[DATA FOR THIS TASK — start]
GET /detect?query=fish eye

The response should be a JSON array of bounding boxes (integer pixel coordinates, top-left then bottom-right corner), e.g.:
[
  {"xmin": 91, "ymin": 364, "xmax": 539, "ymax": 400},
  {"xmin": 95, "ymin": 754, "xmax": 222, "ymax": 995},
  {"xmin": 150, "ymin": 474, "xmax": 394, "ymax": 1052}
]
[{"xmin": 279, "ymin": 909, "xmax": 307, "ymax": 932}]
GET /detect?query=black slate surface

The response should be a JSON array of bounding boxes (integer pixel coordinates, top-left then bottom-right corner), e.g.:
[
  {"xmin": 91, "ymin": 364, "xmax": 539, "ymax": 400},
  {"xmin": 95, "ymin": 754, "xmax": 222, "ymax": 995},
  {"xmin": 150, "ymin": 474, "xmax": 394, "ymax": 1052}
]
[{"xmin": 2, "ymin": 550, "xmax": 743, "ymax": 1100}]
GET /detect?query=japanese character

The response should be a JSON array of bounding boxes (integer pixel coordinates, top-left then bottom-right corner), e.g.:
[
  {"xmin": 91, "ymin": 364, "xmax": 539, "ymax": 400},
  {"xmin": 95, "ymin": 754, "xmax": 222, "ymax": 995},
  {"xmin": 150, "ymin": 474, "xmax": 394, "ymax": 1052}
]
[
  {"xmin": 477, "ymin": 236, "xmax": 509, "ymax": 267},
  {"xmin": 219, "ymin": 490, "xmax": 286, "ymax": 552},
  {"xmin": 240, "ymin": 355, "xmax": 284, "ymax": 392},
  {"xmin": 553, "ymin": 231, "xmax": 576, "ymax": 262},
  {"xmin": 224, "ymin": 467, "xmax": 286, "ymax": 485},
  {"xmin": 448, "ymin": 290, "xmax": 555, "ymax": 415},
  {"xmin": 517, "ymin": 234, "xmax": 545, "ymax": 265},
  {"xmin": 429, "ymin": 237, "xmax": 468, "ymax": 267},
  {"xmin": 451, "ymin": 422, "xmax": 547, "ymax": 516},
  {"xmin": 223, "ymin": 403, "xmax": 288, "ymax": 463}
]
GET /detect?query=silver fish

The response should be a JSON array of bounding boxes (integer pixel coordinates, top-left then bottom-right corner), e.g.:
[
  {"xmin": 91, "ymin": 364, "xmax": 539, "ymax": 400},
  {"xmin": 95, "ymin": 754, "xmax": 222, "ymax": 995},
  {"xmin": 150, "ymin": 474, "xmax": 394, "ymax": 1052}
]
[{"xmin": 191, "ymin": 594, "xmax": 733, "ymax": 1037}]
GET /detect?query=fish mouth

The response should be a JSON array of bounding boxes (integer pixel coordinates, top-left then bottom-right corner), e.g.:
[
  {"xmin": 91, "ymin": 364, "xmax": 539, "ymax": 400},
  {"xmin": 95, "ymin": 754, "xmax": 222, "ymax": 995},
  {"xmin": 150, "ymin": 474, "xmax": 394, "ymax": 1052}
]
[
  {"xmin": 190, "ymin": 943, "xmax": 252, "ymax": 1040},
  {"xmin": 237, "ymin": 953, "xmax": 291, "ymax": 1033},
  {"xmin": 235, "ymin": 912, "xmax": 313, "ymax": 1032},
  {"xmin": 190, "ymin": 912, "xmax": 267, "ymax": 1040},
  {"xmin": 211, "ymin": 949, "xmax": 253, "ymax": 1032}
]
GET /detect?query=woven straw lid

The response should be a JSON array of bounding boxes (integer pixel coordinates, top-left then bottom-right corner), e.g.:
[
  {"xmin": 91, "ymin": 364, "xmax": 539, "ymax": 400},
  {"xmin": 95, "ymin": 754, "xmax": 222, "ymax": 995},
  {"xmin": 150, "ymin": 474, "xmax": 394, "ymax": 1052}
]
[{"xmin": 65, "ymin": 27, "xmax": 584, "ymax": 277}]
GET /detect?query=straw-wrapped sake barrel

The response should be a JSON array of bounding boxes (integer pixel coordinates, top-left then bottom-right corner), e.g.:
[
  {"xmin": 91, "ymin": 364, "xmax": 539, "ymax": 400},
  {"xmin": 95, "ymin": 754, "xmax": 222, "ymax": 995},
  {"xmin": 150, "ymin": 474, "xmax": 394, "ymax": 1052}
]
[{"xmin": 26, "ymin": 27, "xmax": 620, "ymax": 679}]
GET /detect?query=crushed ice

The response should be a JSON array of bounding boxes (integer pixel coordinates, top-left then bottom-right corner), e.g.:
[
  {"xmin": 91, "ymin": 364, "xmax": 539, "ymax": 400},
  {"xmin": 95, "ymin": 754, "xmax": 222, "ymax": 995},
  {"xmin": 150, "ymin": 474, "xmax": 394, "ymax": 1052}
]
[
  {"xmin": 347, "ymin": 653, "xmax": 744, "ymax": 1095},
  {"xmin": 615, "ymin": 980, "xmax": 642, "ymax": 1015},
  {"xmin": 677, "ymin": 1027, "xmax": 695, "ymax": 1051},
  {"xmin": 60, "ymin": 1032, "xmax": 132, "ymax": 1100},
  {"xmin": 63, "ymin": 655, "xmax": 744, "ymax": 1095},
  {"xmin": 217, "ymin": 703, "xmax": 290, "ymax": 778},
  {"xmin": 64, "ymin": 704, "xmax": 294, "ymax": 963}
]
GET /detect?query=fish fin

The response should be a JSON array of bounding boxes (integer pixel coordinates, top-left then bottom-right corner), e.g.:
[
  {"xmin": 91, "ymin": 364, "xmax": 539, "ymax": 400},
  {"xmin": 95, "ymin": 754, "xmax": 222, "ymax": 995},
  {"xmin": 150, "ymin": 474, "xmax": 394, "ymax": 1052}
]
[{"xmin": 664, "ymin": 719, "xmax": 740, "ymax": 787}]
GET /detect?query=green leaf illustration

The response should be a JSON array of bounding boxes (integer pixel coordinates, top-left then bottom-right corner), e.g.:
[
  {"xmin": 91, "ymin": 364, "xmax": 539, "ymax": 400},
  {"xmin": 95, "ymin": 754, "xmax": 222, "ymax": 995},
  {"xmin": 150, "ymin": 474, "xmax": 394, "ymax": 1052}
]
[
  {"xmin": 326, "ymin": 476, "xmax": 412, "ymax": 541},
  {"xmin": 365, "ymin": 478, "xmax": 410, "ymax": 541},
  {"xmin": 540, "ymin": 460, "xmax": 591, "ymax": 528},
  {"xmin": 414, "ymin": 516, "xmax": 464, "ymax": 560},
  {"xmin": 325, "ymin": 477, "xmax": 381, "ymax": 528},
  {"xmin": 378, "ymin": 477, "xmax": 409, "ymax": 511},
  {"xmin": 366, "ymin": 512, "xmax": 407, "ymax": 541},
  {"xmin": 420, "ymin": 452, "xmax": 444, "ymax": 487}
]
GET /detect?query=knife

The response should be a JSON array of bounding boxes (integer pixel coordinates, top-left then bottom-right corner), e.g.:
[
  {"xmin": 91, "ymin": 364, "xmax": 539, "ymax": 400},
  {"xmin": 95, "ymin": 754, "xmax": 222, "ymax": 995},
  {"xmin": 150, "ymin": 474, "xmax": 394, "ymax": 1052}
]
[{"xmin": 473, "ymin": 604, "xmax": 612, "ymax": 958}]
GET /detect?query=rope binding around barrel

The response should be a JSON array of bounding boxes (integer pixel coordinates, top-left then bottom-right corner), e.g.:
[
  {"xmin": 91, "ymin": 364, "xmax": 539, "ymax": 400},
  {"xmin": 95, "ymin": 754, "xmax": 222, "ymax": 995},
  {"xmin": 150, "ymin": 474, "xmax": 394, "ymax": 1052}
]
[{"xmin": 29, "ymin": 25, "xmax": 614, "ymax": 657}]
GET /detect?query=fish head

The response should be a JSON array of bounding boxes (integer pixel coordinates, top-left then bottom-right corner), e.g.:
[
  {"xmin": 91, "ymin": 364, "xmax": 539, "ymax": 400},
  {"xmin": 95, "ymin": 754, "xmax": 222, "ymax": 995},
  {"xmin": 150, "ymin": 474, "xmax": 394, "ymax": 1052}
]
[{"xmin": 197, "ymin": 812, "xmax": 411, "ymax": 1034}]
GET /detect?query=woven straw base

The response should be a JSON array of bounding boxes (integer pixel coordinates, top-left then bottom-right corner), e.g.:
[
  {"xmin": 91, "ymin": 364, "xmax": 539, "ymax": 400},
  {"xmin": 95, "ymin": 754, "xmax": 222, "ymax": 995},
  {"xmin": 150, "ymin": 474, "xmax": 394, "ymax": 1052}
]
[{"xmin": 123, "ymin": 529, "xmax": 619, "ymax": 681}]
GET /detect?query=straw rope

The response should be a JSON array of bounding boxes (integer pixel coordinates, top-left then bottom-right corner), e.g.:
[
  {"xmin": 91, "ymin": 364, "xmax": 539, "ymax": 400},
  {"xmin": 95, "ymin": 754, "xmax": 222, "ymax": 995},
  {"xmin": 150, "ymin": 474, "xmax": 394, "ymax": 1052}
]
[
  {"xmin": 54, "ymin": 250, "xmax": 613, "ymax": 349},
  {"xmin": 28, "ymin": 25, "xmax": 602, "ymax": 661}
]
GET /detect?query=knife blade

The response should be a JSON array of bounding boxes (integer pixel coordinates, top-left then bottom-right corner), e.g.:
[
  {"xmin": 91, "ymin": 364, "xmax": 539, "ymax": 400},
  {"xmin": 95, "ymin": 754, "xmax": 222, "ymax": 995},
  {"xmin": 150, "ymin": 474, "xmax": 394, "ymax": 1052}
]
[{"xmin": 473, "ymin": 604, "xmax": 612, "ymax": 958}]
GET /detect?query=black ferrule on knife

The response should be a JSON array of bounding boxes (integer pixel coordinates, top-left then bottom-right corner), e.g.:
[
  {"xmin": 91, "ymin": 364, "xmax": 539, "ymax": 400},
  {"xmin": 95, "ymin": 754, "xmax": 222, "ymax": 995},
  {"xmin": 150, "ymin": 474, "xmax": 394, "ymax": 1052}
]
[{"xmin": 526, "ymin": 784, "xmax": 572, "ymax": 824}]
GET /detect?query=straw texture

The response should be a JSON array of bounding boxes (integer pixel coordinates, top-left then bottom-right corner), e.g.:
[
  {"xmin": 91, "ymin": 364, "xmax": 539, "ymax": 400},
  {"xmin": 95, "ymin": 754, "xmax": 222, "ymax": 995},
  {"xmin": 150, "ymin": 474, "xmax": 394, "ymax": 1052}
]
[DATA FOR THIS TASK — finish]
__TASK TO CARRY OUT__: Copy each line above where the string "straw" occurs.

__FINISHED EXERCISE__:
GET /detect?query=woven straw lid
GET /detect?query=straw-wrapped sake barrel
GET /detect?query=woven straw base
GET /detect?query=straw rope
GET /detect?query=straw texture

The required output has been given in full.